**PETUNJUK PENGERJAAN**
Tentukan apakah setiap pernyataan berikut sesuai dengan teks tentang Abu Yazid Al-Busthami, lalu jawab ya atau tidak beserta kutipan persis dari kata-kata teks yang menentukan jawaban itu. (a) Abu Yazid menjadi pandai besi bagi dirinya sendiri selama dua belas tahun. (b) Abu Yazid memasuki kota Bustham pada siang hari bersama penduduk kota. (c) Ibu Abu Yazid mengatakan bahwa punggungnya bongkok karena usia tua.

**CUPLIKAN DOKUMEN**
------------------------------------------------------------

Hangout

Pertemuan Dua Wali Sufi, Abu Yazid Al-Busthami dan Yahya bin Mu’adz, di Sorga

Abu Yazid berkata,“Dua belas tahun lamanya aku menjadi pandai besi diriku sendiri. Kulemparkan diriku sendiri ke dalam tungku disiplin sampai merah membara dan dalam nyala ikhtiar yang keras. Kemudian kutaruh diriku ke atas alas penyesalan. Lalu kupukul dengan martil pengutukan diri sendiri, sehingga akhirnya dapatlah kutempa sebuah cermin diriku sendiri,  dan cermin itu senantiasa kupoles dengan segala macam kebaktian dan kepatuhan kepada Allah.”

Setelah Abu Yazid Al-Busthami mengunjungi kota Madinah, datang sebuah perintah yang menyuruhnya pulang untuk merawat ibunya. Ditemani serombongan orang, ia pun berangkat kembali ke Bustham.

Berita kedatangan Abu Yazid segera tersebar di kota Bustham dan para penduduk kota datang untuk menyongsongnya. Pasti Abu Yazid akan sibuk melayani mereka dan membuatnya terhalang untuk menyegerakan perintah Allah itu. Karena itu ketika penduduk kota telah hampir sampai, dari lengan bajunya ia mengeluarkan sepotong roti, sedang saat itu adalah bulan Ramadhan, tetapi dengan tenang Abu Yazid memakan roti tersebut. Begitu penduduk Bustham menyaksikan perbuatan Abu Yazid, mereka lalu berpaling darinya.

“Tidakkah kalian saksikan,” kata Abu Yazid kepada sahabat-sahabatnya, “Betapa aku mematuhi sebuah perintah dari hukum suci, tapi semua orang berpaling dariku.”

Dengan sabar Abu Yazid menunggu sampai malam tiba. Tengah malam barulah ia memasuki kota Bustham. Ketika sampai di depan rumah ibunya, untuk beberapa lama ia berdiri mendengarkan ibunya yang sedang bersuci lalu shalat.

“Ya Allah, peliharalah dia yang terbuang,”terdengar ibunya berdoa. “Cenderungkanlah hati para syeikh kepada dirinya dan berikanlah petunjuk kepadanya untuk melakukan hal-hal yang baik.”

Mendengar doa ibunya itu Abu Yazid menangis. Kemudian ia mengetuk pintu.

“Siapakah itu?” tanya ibunya dari dalam.

“Anakmu yang terbuang,” sahut Abu Yazid.

Dengan menangis si ibu membukakan pintu. Ternyata penglihatan ibunya sudah kabur.

“Thaifur,” si ibu berkata kepada puteranya. “Tahukah engkau mengapa mataku menjadi kabur seperti ini? Karena aku telah sedemikian banyaknya meneteskan air mata sejak berpisah denganmu. Dan punggungku telah bongkok karena beban duka yang kutanggungkan itu.”

**

Yahya bin Mu’adz menulis surat kepada Abu Yazid Al-Busthami,“Apa menurutmu mengenai seseorang yang biasa mereguk secawan arak dan mabuk tiada henti-hentinya?”

------------------------------------------------------------

**BUTIR DAFTAR**
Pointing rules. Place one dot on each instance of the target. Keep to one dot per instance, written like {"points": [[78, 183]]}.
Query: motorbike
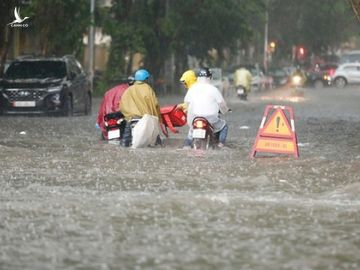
{"points": [[114, 124], [241, 92], [203, 134]]}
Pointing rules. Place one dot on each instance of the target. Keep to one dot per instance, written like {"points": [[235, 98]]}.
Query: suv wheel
{"points": [[88, 103], [68, 106], [318, 84], [340, 82]]}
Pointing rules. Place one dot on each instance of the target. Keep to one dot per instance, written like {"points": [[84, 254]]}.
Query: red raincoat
{"points": [[110, 103]]}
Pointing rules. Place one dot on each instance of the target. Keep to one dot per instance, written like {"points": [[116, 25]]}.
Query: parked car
{"points": [[260, 81], [280, 76], [320, 76], [56, 85], [348, 73], [350, 57]]}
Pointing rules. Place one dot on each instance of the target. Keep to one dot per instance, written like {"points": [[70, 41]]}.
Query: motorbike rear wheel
{"points": [[202, 144]]}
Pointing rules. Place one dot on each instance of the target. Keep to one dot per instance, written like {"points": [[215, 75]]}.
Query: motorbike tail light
{"points": [[331, 72], [200, 124], [112, 122]]}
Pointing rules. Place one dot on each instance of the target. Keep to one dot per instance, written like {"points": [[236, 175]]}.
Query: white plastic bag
{"points": [[145, 131]]}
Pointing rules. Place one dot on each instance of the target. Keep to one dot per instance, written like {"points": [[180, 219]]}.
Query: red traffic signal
{"points": [[301, 51]]}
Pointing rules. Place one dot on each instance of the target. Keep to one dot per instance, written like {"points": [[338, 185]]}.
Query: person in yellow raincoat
{"points": [[187, 79], [243, 78], [138, 100]]}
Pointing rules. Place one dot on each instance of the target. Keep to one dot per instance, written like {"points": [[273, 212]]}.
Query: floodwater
{"points": [[71, 201]]}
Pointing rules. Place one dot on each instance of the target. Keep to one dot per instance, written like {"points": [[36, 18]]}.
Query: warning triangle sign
{"points": [[276, 134], [277, 126]]}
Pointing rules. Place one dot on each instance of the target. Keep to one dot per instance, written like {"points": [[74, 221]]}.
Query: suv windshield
{"points": [[36, 70]]}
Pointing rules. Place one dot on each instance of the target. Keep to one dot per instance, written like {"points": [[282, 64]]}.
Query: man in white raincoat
{"points": [[205, 100]]}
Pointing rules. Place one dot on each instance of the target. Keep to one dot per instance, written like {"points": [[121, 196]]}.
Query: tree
{"points": [[6, 16]]}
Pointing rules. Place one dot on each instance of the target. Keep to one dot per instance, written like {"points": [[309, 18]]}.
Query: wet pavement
{"points": [[69, 200]]}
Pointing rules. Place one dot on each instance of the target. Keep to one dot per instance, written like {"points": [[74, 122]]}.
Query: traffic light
{"points": [[301, 51], [272, 46]]}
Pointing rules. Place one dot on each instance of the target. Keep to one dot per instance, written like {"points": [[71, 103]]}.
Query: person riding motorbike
{"points": [[110, 102], [139, 99], [187, 79], [205, 100], [298, 77], [243, 78]]}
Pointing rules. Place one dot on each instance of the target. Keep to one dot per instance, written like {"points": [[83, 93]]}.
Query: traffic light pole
{"points": [[91, 41], [266, 37]]}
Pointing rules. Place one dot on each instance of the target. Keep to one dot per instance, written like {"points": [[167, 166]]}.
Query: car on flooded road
{"points": [[55, 85], [348, 73]]}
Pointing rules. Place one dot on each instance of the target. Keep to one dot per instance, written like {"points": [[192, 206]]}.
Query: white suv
{"points": [[348, 73]]}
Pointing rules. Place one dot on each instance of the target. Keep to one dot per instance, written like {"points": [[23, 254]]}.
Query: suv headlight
{"points": [[54, 89]]}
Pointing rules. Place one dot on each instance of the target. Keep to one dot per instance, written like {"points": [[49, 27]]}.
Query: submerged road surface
{"points": [[71, 201]]}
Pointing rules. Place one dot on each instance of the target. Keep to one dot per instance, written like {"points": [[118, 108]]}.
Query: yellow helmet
{"points": [[188, 78]]}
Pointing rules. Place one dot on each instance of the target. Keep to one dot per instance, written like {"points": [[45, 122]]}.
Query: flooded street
{"points": [[69, 200]]}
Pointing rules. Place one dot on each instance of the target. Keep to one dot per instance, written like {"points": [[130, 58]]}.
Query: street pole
{"points": [[266, 37], [91, 40]]}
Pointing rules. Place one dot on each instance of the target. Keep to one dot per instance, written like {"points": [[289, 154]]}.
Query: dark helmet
{"points": [[205, 72]]}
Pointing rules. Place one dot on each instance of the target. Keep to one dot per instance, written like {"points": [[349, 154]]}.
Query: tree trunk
{"points": [[8, 34]]}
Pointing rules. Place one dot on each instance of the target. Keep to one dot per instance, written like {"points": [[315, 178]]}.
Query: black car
{"points": [[56, 85], [321, 76]]}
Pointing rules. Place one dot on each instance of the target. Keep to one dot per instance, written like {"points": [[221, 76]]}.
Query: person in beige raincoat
{"points": [[138, 100]]}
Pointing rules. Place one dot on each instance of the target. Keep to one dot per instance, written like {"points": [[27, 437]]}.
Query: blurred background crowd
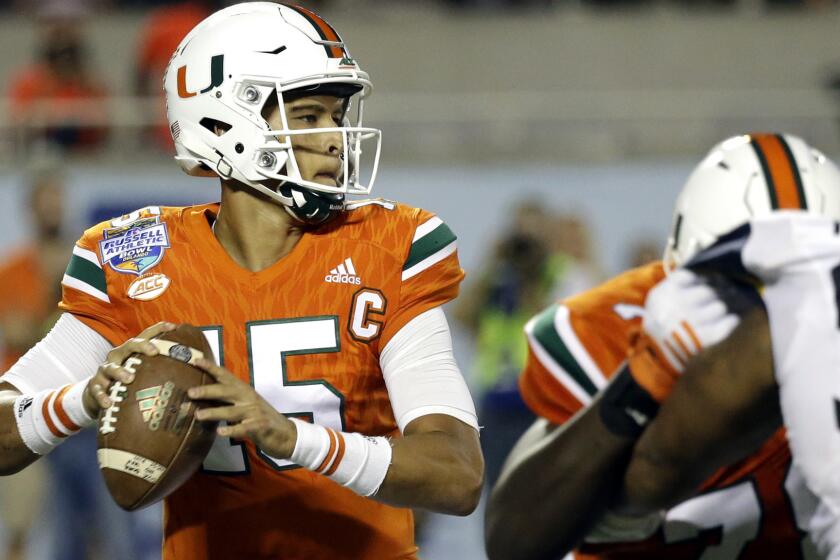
{"points": [[552, 135]]}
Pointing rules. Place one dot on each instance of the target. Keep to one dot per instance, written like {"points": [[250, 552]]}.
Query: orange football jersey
{"points": [[744, 511], [306, 332]]}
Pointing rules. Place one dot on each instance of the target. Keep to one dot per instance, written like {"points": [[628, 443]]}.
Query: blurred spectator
{"points": [[524, 274], [573, 256], [57, 99], [644, 251], [30, 277], [29, 290], [163, 31]]}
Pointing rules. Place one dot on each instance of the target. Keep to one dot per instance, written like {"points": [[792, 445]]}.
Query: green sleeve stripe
{"points": [[545, 333], [429, 244], [85, 271]]}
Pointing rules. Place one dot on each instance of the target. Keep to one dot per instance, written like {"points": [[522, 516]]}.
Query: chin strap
{"points": [[310, 207]]}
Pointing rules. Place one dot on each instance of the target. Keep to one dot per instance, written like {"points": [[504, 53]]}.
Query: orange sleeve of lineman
{"points": [[649, 367], [576, 346]]}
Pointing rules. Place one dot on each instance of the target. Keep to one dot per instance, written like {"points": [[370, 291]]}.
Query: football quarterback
{"points": [[340, 402]]}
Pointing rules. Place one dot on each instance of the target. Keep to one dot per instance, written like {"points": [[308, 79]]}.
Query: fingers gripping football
{"points": [[116, 369], [246, 413], [683, 315]]}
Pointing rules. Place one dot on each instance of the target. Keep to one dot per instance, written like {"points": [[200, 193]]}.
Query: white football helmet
{"points": [[217, 85], [748, 176]]}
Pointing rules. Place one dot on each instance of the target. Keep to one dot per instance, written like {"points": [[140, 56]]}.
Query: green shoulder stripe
{"points": [[429, 244], [547, 336], [85, 271]]}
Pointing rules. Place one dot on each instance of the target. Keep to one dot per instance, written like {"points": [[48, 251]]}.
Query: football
{"points": [[149, 442]]}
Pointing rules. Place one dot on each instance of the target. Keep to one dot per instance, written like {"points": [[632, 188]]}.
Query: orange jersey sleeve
{"points": [[431, 273], [575, 346], [85, 289]]}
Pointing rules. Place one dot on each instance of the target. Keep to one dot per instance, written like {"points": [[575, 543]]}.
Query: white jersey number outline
{"points": [[269, 342]]}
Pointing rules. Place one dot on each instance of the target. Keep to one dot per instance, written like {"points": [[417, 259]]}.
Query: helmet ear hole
{"points": [[215, 126], [271, 104]]}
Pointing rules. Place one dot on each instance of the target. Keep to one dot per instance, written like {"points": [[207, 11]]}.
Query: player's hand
{"points": [[247, 414], [96, 393], [683, 315]]}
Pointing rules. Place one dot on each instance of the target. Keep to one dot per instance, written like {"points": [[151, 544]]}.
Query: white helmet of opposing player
{"points": [[748, 176], [223, 73]]}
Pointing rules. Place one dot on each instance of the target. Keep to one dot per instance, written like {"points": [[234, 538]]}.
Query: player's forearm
{"points": [[721, 410], [566, 474], [437, 471], [14, 454]]}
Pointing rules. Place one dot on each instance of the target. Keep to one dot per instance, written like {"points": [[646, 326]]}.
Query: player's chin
{"points": [[326, 179]]}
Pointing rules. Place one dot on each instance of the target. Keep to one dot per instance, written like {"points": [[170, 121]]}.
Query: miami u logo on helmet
{"points": [[217, 76]]}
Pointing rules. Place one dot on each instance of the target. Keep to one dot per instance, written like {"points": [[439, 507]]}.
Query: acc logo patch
{"points": [[147, 288], [136, 247]]}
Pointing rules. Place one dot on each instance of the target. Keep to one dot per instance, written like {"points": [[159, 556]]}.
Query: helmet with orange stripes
{"points": [[748, 176], [232, 69]]}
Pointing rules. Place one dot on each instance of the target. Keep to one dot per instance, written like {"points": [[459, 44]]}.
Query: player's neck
{"points": [[255, 231]]}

------------------------------------------------------------

**JAWABAN LATIHAN**
(a) Ya: "Dua belas tahun lamanya aku menjadi pandai besi diriku sendiri."
(b) Tidak: "Tengah malam barulah ia memasuki kota Bustham."
(c) Tidak: "Dan punggungku telah bongkok karena beban duka yang kutanggungkan itu."